◆ **Task prompt**
Repeat the whole listing below precisely. Omit all pictures.

◆ **Study material**
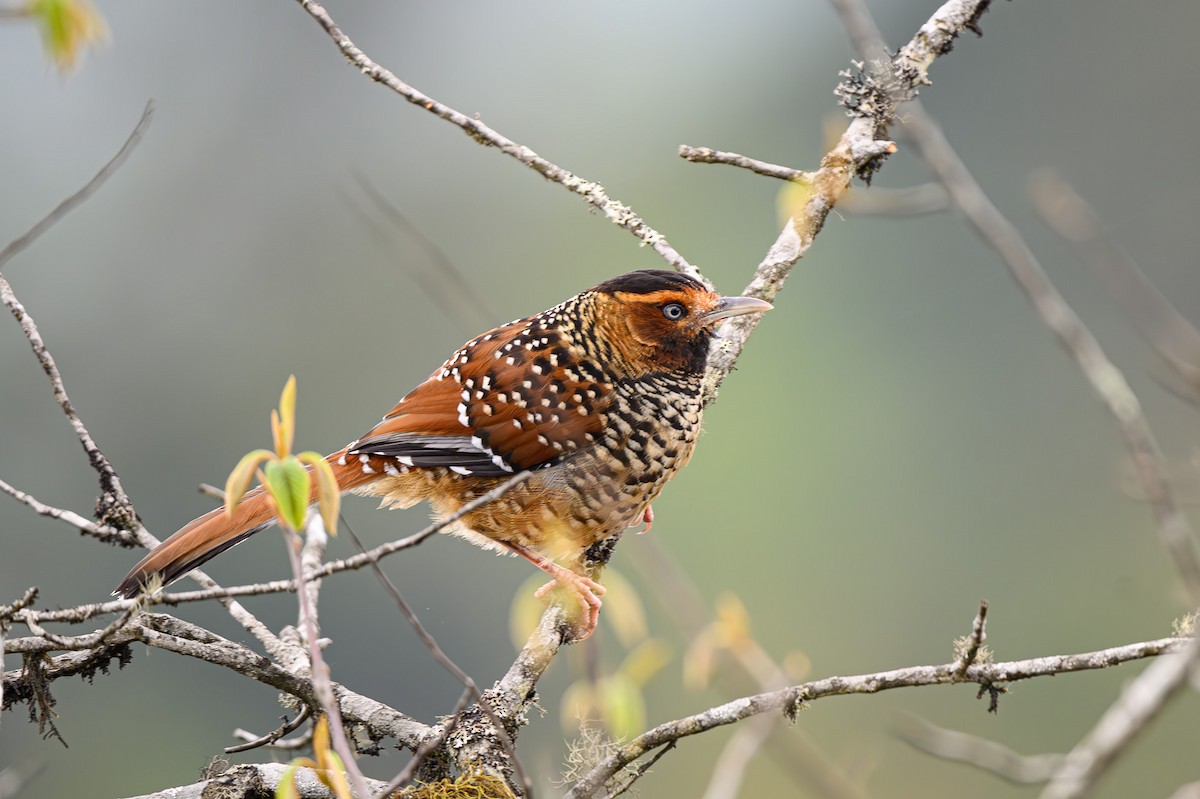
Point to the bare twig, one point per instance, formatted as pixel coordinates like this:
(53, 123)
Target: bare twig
(271, 738)
(1139, 703)
(858, 151)
(912, 200)
(628, 782)
(89, 188)
(113, 506)
(707, 155)
(592, 192)
(322, 684)
(979, 752)
(1001, 235)
(973, 644)
(1175, 338)
(99, 532)
(468, 683)
(445, 283)
(791, 698)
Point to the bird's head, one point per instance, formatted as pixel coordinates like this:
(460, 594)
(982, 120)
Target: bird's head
(660, 320)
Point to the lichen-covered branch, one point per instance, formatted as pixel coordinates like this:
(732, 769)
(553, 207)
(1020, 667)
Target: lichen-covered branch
(591, 191)
(988, 676)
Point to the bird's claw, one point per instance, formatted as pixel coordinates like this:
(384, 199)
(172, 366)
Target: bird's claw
(587, 590)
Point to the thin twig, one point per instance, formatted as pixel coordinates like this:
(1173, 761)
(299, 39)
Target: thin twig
(1140, 702)
(431, 744)
(445, 283)
(707, 155)
(113, 505)
(467, 682)
(640, 772)
(973, 643)
(271, 738)
(322, 684)
(897, 203)
(100, 532)
(592, 192)
(979, 752)
(1175, 338)
(89, 188)
(1002, 235)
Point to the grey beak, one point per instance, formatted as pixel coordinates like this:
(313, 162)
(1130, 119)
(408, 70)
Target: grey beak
(736, 306)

◆ **Answer area**
Point to the bare twig, one point per instance, formatted as pixel coordinates like this:
(53, 123)
Target: bare twig
(271, 738)
(1139, 703)
(858, 151)
(912, 200)
(628, 782)
(89, 188)
(113, 506)
(707, 155)
(592, 192)
(322, 684)
(979, 752)
(1001, 235)
(973, 644)
(1175, 338)
(99, 532)
(468, 683)
(445, 283)
(791, 698)
Point to the bird's head, one point per instance, formatted as pixel coordinates like this:
(460, 594)
(982, 120)
Target: bird's head
(660, 320)
Point to the lichen-covered branch, one point per instance, formatted as pixel coordinates like this:
(732, 769)
(553, 207)
(1020, 667)
Target: lichen-covered branch
(591, 191)
(988, 676)
Point to the bird's claw, one point per instance, formatted as pixel coordinates like this:
(384, 199)
(172, 366)
Target: bird's claw
(587, 590)
Point to the thin twig, one point per instance, formatted as pixel coordinates like this:
(1173, 761)
(299, 39)
Target: thin twig
(1140, 702)
(431, 744)
(445, 283)
(707, 155)
(113, 505)
(467, 682)
(640, 772)
(973, 643)
(271, 738)
(322, 684)
(897, 203)
(100, 532)
(592, 192)
(979, 752)
(1175, 338)
(89, 188)
(1002, 235)
Point to the grey beak, one point per instance, formatted as pixel coordinates like this:
(313, 162)
(1130, 119)
(408, 70)
Target: grey beak
(736, 306)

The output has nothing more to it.